Investors Excited About Sarepta Earnings Report
Shares of Sarepta Therapeutics Inc (NASDAQ: SRPT) are on fire ever since earnings came out on Wednesday, July 19. Investors are clearly excited about the company’s potential. They even celebrated by sending Sarepta stock price up more than 20%.
“What’s got them so excited?” you ask.
Simple. Analysts expected $22.5 million in second-quarter revenue; Sarepta delivered $35.0 million.
You can thank the stellar performance to the company’s focus on treating Duchenne muscular dystrophy, or DMD, as it’s commonly known. It paid off enormously well.
The medication, which costs $300,000 per year (don’t worry, most of that is charged to health insurance companies), has become a standout drug for Sarepta. Analysts now believe it is poised to become a “powerhouse” in this field.
Its main drug, “Exondys 51,” is quickly taking over the American market and could soon dominate Europe as well. Such is the life of biotech stocks. They spend years on R&D…burning cash…then suddenly, a breakthrough. In the blink of an eye, these stocks go from rags to riches.
To put that in perspective, consider that Sarepta made nearly as much money in three months as it did in the six years previous. One quarter versus six years. This quarter, it made $35.0 million in revenues—between 2011 and 2017, it made $36.0 million.

## [What to work on]
Quote the passage of the Sarepta earnings article above starting at "Simple. Analysts expected" and ending at "off enormously well.".

## [Recorded data]
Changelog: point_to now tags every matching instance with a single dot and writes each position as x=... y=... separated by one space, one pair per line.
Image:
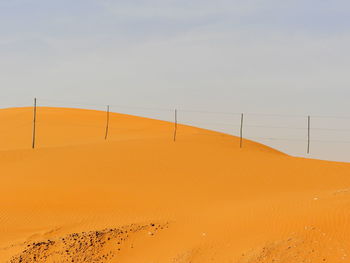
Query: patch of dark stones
x=94 y=246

## [Response to the exercise]
Simple. Analysts expected $22.5 million in second-quarter revenue; Sarepta delivered $35.0 million.
You can thank the stellar performance to the company’s focus on treating Duchenne muscular dystrophy, or DMD, as it’s commonly known. It paid off enormously well.